WORK ITEM:
Examine every line of the listing below. Count those containing "pier" and state only the result.

GIVEN ENTRIES:
---+---
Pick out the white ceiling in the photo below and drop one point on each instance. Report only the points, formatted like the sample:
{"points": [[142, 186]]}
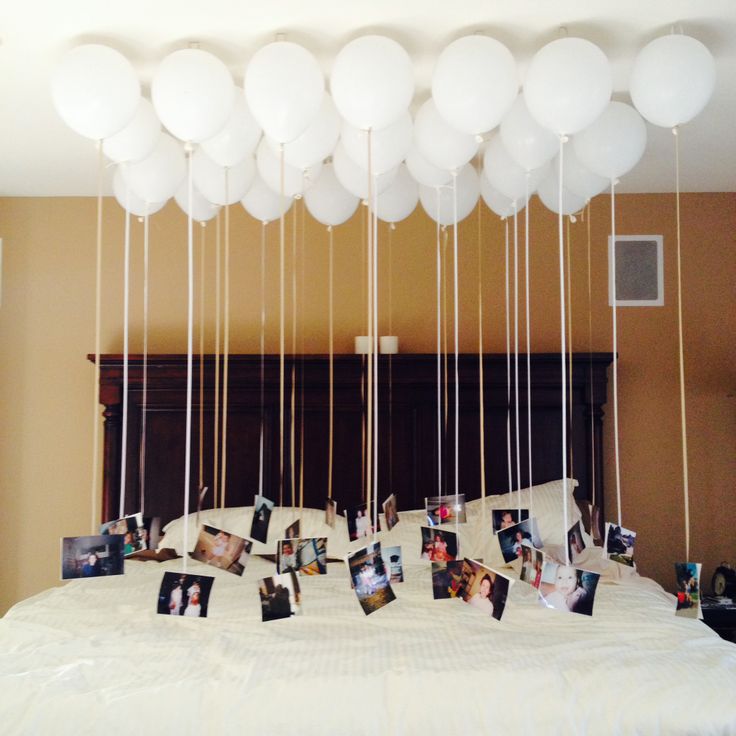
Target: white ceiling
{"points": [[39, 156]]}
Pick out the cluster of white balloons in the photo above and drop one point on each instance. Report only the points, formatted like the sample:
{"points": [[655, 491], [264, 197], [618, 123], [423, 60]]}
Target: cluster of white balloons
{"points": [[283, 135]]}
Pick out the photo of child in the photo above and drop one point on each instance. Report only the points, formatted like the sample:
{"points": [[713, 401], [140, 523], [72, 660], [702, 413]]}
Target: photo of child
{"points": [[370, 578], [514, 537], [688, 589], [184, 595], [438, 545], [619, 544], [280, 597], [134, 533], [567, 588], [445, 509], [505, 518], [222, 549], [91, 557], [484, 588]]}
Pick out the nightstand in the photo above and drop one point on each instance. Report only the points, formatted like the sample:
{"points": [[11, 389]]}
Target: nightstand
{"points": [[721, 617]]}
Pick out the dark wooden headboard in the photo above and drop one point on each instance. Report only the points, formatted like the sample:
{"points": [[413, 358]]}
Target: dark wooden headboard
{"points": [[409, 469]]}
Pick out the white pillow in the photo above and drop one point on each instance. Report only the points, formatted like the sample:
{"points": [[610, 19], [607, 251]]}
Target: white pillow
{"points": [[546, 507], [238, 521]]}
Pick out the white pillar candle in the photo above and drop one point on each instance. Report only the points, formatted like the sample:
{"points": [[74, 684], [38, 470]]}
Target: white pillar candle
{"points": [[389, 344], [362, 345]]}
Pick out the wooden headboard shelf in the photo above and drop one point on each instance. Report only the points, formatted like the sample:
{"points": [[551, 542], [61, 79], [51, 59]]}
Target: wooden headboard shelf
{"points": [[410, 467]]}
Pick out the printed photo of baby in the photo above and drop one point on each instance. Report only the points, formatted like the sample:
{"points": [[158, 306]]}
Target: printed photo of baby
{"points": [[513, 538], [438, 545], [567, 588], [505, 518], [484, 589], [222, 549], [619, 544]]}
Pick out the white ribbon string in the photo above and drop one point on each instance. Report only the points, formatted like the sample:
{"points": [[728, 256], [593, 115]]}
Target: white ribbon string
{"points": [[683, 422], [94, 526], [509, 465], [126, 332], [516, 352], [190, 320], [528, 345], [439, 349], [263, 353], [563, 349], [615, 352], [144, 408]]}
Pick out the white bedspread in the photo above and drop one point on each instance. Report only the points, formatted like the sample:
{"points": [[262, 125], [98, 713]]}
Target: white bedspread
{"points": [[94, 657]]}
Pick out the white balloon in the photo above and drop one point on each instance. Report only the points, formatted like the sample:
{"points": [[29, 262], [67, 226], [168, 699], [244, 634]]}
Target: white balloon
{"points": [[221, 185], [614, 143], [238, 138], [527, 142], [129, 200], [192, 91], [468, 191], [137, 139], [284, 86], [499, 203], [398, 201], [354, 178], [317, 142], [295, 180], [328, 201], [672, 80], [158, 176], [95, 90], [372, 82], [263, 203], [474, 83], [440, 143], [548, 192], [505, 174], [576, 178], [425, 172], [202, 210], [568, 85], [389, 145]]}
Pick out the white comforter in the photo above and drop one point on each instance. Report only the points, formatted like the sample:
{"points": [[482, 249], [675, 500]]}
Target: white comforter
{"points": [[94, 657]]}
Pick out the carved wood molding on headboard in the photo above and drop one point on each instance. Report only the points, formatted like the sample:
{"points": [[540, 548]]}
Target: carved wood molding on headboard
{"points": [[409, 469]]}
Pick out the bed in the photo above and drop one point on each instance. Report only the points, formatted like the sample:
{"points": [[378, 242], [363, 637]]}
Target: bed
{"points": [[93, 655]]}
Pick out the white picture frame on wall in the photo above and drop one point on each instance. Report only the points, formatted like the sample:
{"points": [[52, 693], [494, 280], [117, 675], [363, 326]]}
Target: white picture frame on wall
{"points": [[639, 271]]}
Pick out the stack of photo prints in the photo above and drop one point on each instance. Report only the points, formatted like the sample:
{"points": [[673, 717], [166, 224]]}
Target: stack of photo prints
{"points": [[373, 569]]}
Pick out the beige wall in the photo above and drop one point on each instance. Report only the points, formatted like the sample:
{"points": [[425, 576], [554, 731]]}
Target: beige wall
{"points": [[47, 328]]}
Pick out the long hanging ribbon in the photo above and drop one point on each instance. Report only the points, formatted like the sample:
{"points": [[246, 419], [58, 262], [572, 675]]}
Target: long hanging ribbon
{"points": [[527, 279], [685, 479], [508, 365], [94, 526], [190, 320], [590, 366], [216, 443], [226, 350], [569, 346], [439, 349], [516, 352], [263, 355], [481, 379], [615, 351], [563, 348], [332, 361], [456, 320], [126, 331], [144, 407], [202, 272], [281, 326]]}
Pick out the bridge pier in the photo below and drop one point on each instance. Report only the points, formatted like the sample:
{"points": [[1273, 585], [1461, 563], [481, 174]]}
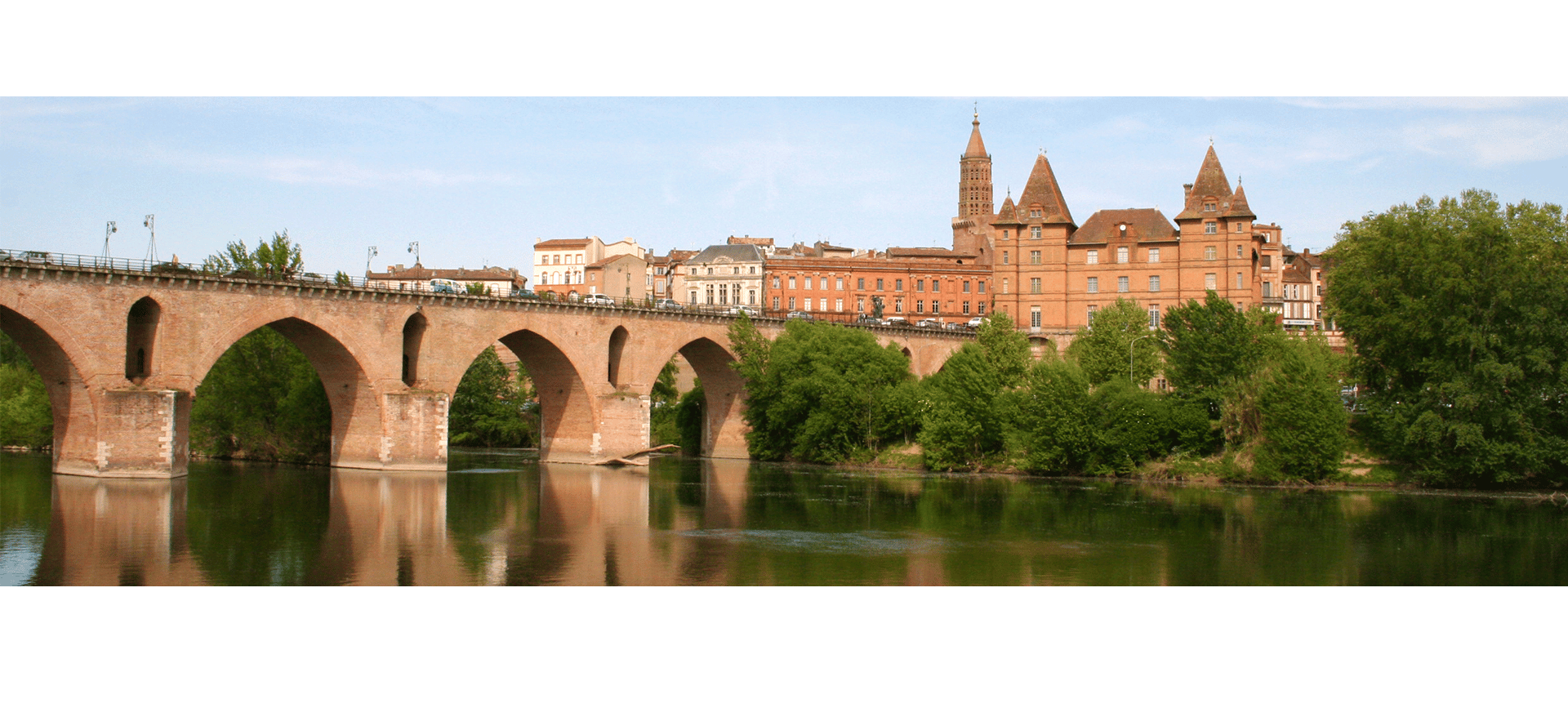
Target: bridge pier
---+---
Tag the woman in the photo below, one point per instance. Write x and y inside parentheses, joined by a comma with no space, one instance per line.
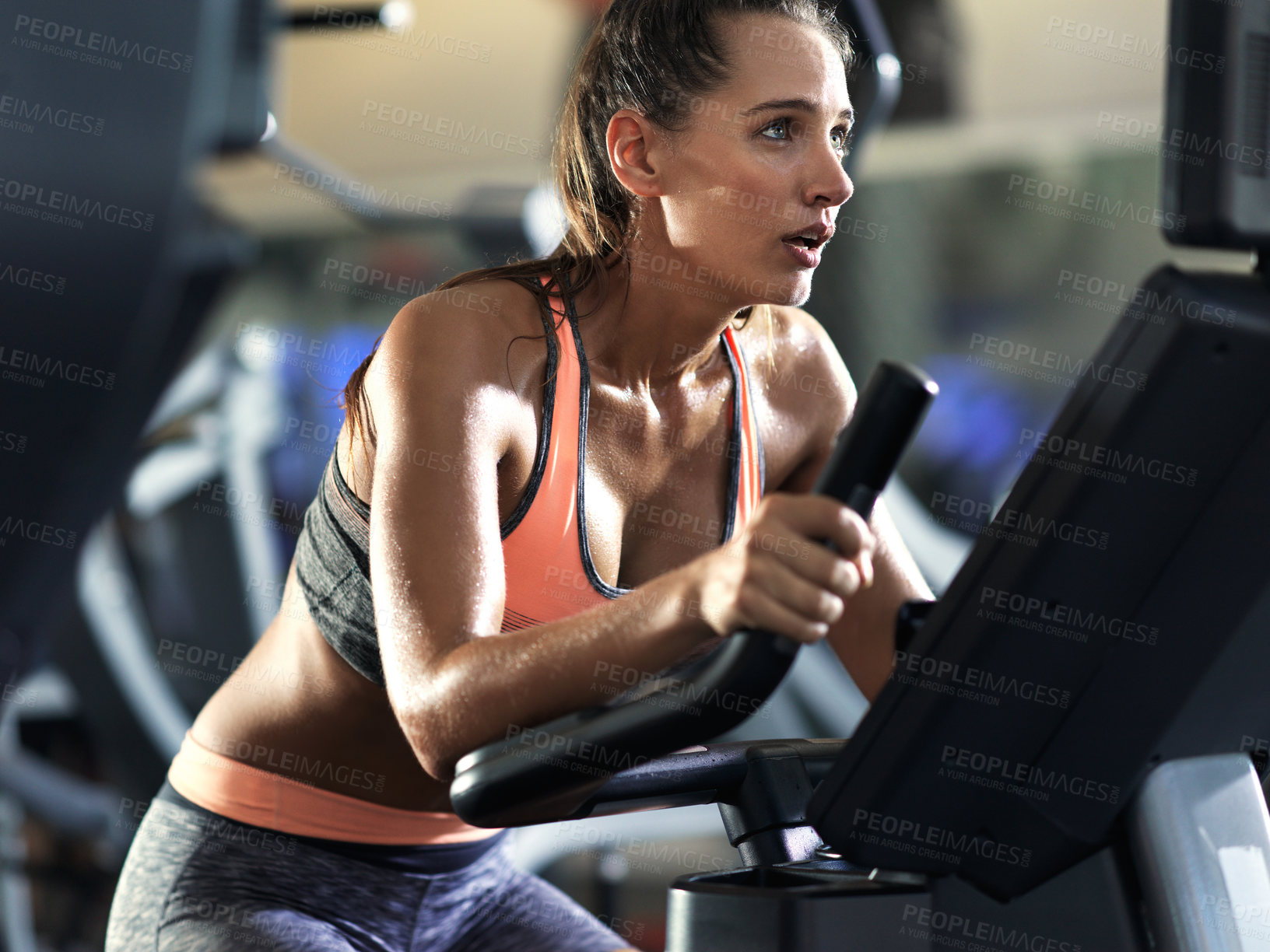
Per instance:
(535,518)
---+---
YOUR SOLUTION:
2